> **Document section**:
My days on the farm was a time in my life that I was very interested in the question of religious truth.  I puzzled a great deal over the question of how two or more religions might be true at the same time.  I was a pretty tolerant guy in those days, and it did not come naturally to me to think that my Lutheran truth-claims were mostly all true, and those of Hindus, Buddhists, and Muslims almost all false.  Why would I be given the requisite epistemic priority to know the true, when those far more serious than I were not afforded the same? 

So assuming that contrary religious claims might be conjointly true, what would it be by virtue of which they could be conjointly true?  While I was thinking such thoughts in 1978, I admit I did not know anyone in my farming community except Doug who thought that supposed contrary statements about God's properties and relations could somehow be conjointly true.  Every Lutheran I knew thought that either God created the universe in six days or did not do so, that either Jesus was born of a virgin or was not so born, and that either Jesus the Christ was the only way to the Father or was not the only way. 

Later in my life I would ask undergraduate students this question: "If two people disagree on what is true, must one of them be wrong?"  In the middle 1980s when I started my college teaching career most students said "yes," but by 2010 when I was finishing my tenure of university teaching they were saying, "no."  Perhaps in the 1980s the few students saying "no" were thinking about philosophical or religious "truth."  (Just as beauty is in the eye of the beholder in aesthetics, truth is in the mind of the conceiver in philosophy or theology.)  However, by 2010 students were assuming a much more expansive domain of putative truths, a domain that included the historical, scientific and even the mathematical.  Be that as it may, if my college students in the late 1980s could think that contrary religious claims might be conjointly true, perhaps it was possible in a northwest Iowa farming community a decade earlier. 

There are two ways, I believe, of conceiving the relationship between tolerance and commitment.  The first is one that the American founding fathers could embrace.  One must be tolerant of contrary claims in areas where one's epistemic limitations are the most pronounced.  Since one cannot know that 'x is true', one must be tolerant of those claiming, 'it is false that x is true'.  Such epistemic tolerance, however, is thoroughly compatible with the belief that 'x is true'.  One can be deeply committed to the truth of a claim without knowing that the belief is true.  Epistemic tolerance of is clearly compatible with an existential commitment to ~x.  Accordingly, tolerance of another's claims of truth is the proper attitude to adopt when realizing one's epistemic limitations, but commitment to one's own beliefs is, however, proper, honorable and courageous.  After all, not to be committed to one's own beliefs is to live inauthentically, is to live in a way that does not own one's beliefs.  (I am thinking of Heidegger's Eigenlichtkeit or "ownmostness.")  

Doug and Dr. Marty would not, however, likely have affirmed this relatively traditional interpretation of the compatibility of tolerance and commitment.  Both were quite aware of the intellectual and cultural horizon of the 1970s, a horizon that increasingly understood religious assertions as statements of value and not of fact.  Accordingly, tolerance in things religious is assured because there is no way in principle for religious language to state what is the case apart from human awareness, perception, conception and language, and thus there is no facile way for its claims to come into conflict.  Religious language (and most theological language) reports, expresses or recommends one's own psychological or existential states; it does not describe a divine realm existing on its own apart from us.  Since such language pertains to human experience, every attempt to state that another's religious affirmations are false is an act of prejudice. Who can rightly say that my religious affirmations, grounded as they are in my experience, are false?  If beauty is in the eye of the beholder, so too must the truths of religion be only in the ears and eyes of its hearers and readers.

> **Written problem 1**: Swap "white window frame" for "white door frame" in the rows from the first one through the line containing "M 228 108 L", keeping everything else the same.

> **Task data**:
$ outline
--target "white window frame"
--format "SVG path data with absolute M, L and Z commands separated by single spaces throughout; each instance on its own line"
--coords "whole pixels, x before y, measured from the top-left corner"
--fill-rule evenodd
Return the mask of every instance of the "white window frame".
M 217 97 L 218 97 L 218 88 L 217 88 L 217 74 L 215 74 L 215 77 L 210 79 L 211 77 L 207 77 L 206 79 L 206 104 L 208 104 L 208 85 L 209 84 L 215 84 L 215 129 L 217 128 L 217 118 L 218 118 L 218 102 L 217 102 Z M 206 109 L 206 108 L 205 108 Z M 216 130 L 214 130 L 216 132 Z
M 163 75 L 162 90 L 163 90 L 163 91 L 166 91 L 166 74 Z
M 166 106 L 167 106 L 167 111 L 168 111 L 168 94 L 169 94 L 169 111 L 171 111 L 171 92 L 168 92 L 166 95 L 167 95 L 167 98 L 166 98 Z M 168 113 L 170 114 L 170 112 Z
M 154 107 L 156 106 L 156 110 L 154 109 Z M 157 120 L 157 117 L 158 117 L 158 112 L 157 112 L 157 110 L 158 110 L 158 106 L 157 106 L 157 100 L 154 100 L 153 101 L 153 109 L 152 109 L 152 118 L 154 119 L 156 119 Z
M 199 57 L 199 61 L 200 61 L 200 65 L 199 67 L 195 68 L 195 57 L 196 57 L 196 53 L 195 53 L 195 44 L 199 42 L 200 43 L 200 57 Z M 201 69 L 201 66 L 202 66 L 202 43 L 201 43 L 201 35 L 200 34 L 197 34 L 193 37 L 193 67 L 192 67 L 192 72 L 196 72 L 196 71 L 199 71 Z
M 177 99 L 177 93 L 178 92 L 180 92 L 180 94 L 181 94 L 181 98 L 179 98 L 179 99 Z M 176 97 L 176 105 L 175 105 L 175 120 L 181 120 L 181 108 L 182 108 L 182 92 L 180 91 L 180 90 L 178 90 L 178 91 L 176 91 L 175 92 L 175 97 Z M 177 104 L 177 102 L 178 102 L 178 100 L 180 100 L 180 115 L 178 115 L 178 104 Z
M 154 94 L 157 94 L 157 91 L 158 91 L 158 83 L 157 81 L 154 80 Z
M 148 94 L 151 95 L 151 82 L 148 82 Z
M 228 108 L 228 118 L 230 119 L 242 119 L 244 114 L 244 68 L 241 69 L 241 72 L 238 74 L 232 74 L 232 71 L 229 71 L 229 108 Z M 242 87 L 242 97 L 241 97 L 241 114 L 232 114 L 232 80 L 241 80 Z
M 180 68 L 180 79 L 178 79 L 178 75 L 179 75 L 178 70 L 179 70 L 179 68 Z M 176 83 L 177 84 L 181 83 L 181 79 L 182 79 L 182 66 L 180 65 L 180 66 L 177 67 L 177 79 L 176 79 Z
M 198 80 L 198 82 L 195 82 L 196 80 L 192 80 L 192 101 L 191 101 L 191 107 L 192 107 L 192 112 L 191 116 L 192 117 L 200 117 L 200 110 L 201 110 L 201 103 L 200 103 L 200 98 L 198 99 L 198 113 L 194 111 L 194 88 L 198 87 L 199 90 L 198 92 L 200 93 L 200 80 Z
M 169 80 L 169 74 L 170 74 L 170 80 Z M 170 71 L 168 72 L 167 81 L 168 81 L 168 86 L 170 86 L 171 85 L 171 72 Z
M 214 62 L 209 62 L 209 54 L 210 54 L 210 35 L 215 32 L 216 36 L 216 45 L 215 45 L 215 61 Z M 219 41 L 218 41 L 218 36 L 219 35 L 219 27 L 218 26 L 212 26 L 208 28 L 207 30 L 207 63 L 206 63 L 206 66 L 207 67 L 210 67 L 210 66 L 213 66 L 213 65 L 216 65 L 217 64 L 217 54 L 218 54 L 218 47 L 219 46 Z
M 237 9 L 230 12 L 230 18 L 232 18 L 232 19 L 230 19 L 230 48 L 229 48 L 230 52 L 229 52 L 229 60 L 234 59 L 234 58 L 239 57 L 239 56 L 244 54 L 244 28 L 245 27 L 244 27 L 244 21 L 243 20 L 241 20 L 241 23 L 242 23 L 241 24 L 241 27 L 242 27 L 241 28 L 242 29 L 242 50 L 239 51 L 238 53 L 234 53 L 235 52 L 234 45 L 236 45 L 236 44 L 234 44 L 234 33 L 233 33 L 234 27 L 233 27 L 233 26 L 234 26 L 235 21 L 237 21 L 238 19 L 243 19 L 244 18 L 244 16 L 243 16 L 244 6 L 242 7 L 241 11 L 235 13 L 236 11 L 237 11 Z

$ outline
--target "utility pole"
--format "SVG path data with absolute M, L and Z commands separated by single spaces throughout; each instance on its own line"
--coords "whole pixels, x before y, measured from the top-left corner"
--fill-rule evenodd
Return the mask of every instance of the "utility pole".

> **Written problem 2**: List the followers of the different religions that the essay on religious truth and tolerance names.

> **Full solution 1**:
$ outline
--target "white door frame"
--format "SVG path data with absolute M, L and Z commands separated by single spaces throughout; each instance on its own line"
--coords "whole pixels, x before y, measured from the top-left corner"
--fill-rule evenodd
Return the mask of every instance of the "white door frame".
M 217 97 L 218 97 L 218 88 L 217 88 L 217 74 L 215 74 L 215 77 L 210 79 L 211 77 L 207 77 L 206 79 L 206 104 L 208 104 L 208 85 L 209 84 L 215 84 L 215 129 L 217 128 L 217 118 L 218 118 L 218 102 L 217 102 Z M 206 109 L 206 108 L 205 108 Z M 216 130 L 214 130 L 216 132 Z
M 163 75 L 162 90 L 163 90 L 163 91 L 166 91 L 166 74 Z
M 166 106 L 167 106 L 167 111 L 168 111 L 168 94 L 169 94 L 169 111 L 171 111 L 171 92 L 168 92 L 166 95 L 167 95 L 167 98 L 166 98 Z M 168 113 L 170 114 L 170 112 Z
M 154 107 L 156 106 L 156 110 L 154 109 Z M 157 120 L 157 117 L 158 117 L 158 112 L 157 112 L 157 110 L 158 110 L 158 106 L 157 106 L 157 100 L 154 100 L 153 101 L 153 109 L 152 109 L 152 118 L 154 119 L 156 119 Z
M 199 57 L 199 61 L 200 61 L 200 65 L 199 67 L 195 68 L 195 57 L 196 57 L 196 53 L 195 53 L 195 44 L 199 42 L 200 43 L 200 57 Z M 201 69 L 201 66 L 202 66 L 202 43 L 201 43 L 201 35 L 200 34 L 197 34 L 193 37 L 193 67 L 192 67 L 192 72 L 196 72 L 196 71 L 199 71 Z
M 177 99 L 177 93 L 178 92 L 180 92 L 180 94 L 181 94 L 181 98 L 179 98 L 179 99 Z M 176 97 L 176 105 L 175 105 L 175 120 L 181 120 L 181 108 L 182 108 L 182 92 L 180 91 L 180 90 L 178 90 L 178 91 L 176 91 L 175 92 L 175 97 Z M 177 104 L 177 102 L 178 102 L 178 100 L 180 100 L 180 115 L 178 115 L 178 104 Z
M 154 94 L 157 94 L 157 91 L 158 91 L 158 83 L 157 81 L 154 80 Z
M 148 94 L 151 95 L 151 82 L 148 82 Z
M 228 108 L 228 118 L 230 119 L 242 119 L 244 114 L 244 68 L 241 69 L 241 72 L 238 74 L 232 74 L 232 71 L 229 71 L 229 108 Z M 242 87 L 242 97 L 241 97 L 241 114 L 232 114 L 232 80 L 241 80 Z

> **Full solution 2**: Lutherans, Hindus, Buddhists, Muslims